- Point annotation records -
::::
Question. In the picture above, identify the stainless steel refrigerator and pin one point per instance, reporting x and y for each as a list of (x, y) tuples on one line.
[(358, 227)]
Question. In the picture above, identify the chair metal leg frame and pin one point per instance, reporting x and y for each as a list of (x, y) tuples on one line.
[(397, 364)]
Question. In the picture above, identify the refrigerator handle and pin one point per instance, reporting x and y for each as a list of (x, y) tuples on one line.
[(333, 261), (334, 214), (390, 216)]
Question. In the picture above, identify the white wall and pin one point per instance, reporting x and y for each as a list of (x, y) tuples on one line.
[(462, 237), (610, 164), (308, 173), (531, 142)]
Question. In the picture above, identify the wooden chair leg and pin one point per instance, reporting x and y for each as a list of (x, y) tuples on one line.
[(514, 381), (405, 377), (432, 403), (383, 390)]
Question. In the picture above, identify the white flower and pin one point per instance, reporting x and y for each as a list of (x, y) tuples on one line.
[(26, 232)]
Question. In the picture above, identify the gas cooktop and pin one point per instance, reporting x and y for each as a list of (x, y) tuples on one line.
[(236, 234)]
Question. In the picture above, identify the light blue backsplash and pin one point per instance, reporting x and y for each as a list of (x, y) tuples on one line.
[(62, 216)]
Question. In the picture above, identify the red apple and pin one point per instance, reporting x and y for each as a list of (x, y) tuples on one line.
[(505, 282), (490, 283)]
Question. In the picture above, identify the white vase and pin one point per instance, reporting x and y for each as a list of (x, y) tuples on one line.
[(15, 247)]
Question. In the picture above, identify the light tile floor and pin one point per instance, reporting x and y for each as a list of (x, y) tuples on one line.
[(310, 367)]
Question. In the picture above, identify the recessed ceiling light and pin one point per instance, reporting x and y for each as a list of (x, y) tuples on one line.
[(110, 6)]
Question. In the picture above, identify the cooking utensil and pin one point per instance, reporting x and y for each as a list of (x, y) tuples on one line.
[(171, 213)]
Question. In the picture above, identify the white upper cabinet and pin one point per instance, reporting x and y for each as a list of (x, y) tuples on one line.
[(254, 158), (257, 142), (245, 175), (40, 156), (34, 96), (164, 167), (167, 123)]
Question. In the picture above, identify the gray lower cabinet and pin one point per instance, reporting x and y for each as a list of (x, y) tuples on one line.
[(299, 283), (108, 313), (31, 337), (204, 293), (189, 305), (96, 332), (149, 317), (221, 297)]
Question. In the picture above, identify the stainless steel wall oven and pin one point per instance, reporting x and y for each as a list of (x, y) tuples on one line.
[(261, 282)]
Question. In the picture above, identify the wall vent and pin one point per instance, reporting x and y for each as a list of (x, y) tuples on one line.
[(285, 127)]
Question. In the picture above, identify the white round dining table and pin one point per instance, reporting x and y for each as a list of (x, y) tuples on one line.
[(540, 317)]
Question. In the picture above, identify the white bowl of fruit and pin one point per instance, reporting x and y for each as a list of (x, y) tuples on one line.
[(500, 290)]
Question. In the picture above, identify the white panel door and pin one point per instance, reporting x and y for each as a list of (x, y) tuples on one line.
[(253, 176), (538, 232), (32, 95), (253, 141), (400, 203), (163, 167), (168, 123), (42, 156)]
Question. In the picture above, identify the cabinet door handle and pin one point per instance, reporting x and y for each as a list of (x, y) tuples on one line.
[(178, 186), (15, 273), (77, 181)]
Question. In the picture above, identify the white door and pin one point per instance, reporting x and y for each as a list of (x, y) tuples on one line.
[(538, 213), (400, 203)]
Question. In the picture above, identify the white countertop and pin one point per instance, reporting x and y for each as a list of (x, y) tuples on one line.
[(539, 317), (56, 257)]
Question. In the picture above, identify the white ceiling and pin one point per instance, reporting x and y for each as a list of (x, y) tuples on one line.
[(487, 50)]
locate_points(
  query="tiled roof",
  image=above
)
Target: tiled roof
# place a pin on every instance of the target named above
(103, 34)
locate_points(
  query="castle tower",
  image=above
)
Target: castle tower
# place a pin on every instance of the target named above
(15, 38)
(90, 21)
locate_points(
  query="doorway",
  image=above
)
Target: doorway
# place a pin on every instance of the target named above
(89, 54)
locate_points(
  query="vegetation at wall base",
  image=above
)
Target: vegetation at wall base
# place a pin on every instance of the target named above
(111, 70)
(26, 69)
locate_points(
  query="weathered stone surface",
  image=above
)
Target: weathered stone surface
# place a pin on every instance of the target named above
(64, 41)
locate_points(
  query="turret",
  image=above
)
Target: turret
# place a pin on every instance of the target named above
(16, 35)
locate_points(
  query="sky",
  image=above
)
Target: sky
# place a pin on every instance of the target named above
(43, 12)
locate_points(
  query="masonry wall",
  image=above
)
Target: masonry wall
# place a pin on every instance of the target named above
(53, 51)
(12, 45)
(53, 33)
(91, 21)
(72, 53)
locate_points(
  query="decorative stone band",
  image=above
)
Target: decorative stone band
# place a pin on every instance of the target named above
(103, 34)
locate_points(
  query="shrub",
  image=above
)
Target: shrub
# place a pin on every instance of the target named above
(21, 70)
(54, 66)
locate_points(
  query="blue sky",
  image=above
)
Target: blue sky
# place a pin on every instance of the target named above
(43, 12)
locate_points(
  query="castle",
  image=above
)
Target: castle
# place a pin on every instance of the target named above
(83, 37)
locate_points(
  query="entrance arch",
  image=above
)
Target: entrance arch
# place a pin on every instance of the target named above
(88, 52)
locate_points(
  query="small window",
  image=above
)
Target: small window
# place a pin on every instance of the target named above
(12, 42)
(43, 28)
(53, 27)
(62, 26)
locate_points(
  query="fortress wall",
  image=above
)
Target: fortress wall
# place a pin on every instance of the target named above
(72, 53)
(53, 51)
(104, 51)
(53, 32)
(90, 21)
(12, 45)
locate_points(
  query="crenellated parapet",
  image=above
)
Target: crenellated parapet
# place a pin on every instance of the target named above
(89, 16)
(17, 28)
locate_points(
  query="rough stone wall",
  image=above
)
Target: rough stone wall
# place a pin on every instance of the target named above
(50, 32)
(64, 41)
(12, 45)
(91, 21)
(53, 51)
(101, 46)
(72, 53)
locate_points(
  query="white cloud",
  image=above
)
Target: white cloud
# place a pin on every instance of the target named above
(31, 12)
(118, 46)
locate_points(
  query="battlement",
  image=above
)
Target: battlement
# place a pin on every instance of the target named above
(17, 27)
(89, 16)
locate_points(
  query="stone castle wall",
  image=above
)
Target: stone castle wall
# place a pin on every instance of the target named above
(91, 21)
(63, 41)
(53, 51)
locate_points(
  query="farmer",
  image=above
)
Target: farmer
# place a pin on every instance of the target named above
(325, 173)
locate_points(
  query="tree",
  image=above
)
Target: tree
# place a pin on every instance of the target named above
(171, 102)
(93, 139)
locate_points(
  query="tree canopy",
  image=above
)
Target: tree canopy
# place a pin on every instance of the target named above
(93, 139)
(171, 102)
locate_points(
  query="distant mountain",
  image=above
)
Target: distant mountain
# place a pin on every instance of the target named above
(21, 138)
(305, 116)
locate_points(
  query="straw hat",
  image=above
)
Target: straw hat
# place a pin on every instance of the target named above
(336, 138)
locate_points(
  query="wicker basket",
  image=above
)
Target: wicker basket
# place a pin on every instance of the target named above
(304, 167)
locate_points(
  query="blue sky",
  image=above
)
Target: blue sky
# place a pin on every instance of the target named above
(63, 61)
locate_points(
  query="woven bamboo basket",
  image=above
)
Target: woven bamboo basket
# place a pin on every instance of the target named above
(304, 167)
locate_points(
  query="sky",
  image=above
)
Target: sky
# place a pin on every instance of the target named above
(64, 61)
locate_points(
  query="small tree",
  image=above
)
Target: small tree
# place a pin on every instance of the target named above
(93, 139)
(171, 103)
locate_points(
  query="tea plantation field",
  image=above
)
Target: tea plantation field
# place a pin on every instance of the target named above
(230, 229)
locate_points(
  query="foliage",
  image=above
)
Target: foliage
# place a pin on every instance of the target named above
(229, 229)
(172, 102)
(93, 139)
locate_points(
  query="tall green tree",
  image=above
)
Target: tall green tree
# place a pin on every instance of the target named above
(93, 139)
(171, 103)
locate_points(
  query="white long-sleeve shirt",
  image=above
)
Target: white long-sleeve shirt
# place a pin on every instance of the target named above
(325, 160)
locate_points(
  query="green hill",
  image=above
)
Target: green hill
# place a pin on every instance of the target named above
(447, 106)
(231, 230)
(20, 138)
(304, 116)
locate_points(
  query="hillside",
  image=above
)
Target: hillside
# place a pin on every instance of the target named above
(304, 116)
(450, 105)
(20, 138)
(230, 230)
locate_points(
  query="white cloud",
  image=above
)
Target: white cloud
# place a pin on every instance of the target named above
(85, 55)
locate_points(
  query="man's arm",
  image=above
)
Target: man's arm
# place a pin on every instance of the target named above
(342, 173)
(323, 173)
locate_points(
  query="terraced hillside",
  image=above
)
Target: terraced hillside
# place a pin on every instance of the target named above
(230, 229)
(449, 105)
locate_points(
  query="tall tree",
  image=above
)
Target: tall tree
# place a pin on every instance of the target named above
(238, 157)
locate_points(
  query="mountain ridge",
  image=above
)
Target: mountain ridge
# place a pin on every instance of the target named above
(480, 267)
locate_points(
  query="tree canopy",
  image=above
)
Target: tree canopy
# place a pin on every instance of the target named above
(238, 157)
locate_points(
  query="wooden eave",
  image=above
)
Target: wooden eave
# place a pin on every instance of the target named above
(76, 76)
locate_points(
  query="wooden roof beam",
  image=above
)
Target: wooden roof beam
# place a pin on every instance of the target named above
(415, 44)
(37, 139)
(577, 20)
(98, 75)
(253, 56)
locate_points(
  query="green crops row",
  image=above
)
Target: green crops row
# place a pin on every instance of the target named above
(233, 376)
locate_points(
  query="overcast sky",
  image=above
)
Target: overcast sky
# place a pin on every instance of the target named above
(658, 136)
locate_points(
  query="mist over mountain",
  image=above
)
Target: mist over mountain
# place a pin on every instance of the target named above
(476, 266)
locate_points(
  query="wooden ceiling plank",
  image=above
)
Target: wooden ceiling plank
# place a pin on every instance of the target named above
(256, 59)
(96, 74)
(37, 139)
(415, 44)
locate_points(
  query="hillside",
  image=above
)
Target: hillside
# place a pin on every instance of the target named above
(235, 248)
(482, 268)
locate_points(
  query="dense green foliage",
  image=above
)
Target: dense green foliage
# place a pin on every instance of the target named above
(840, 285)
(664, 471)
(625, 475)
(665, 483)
::::
- Brief -
Copy out, word for word, the lines from the start of the records through the line that contains "[(236, 234)]".

- Completed exercise -
Question. In the picture above, identify the stainless steel refrigerator and pin one point per instance, reporting x and y for each as a list of (x, y) tuples on one line.
[(358, 227)]
Question. In the picture above, identify the chair metal leg frame and pin one point per instance, reporting x and y for each as a list of (x, y) tuples on one line.
[(397, 364)]
Question. In the picture above, identify the refrigerator handle and pin one point per instance, reporting x and y for each as a list of (x, y) tuples on one line.
[(333, 261), (334, 214), (390, 216)]
Question. In the picture above, identify the white wall and pin one point per instance, reporting x and y for each as a list of (x, y) tuples on one line.
[(462, 237), (610, 164), (308, 173), (531, 142)]
Question. In the picture above, identify the wooden chair leg and pin one point per instance, reporting x and y for each as a list of (x, y) tuples on one line.
[(514, 381), (405, 377), (432, 403), (383, 390)]
Question. In the picture above, identify the white flower and pin one point per instance, reporting x and y for each as a list of (x, y) tuples on one line.
[(26, 232)]
Question. In the picture above, identify the gas cooktop and pin one point per instance, reporting x and y for each as a list of (x, y) tuples on one line.
[(236, 234)]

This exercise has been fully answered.